Dataset entries:
###

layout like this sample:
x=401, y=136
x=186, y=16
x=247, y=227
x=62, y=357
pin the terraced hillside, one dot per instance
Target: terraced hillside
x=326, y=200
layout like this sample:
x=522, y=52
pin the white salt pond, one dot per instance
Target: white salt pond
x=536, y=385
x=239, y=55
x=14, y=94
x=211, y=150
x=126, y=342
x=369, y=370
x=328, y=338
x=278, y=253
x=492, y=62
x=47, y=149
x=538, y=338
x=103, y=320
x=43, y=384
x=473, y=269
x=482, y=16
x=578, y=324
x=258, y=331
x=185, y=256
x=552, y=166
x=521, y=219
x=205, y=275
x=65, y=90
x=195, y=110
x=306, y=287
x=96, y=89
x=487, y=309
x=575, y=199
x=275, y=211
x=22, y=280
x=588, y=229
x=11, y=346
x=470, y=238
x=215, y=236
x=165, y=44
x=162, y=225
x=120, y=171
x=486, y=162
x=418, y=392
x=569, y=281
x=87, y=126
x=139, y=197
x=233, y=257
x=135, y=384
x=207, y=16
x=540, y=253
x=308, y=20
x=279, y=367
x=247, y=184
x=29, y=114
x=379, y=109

###

**PROBLEM STATEMENT**
Could you print all of the entries again exactly as they stand?

**COMPLETED TASK**
layout like this sample:
x=401, y=136
x=186, y=16
x=247, y=227
x=62, y=357
pin the terraced hillside, one dot per instance
Target: terraced hillside
x=326, y=200
layout like this sample:
x=522, y=52
pin the white salt pond, one dot per instance
Target: white salt pond
x=536, y=385
x=239, y=55
x=14, y=94
x=211, y=150
x=126, y=342
x=369, y=370
x=328, y=338
x=278, y=253
x=492, y=62
x=47, y=149
x=538, y=338
x=103, y=320
x=43, y=384
x=473, y=269
x=482, y=16
x=578, y=324
x=258, y=331
x=185, y=256
x=552, y=166
x=521, y=219
x=205, y=275
x=65, y=90
x=195, y=110
x=306, y=287
x=96, y=89
x=487, y=309
x=575, y=199
x=275, y=211
x=22, y=280
x=588, y=229
x=11, y=346
x=470, y=238
x=215, y=236
x=165, y=44
x=162, y=225
x=120, y=171
x=486, y=162
x=418, y=392
x=569, y=281
x=87, y=126
x=139, y=197
x=233, y=257
x=135, y=384
x=207, y=16
x=540, y=253
x=308, y=20
x=279, y=367
x=247, y=184
x=29, y=114
x=379, y=109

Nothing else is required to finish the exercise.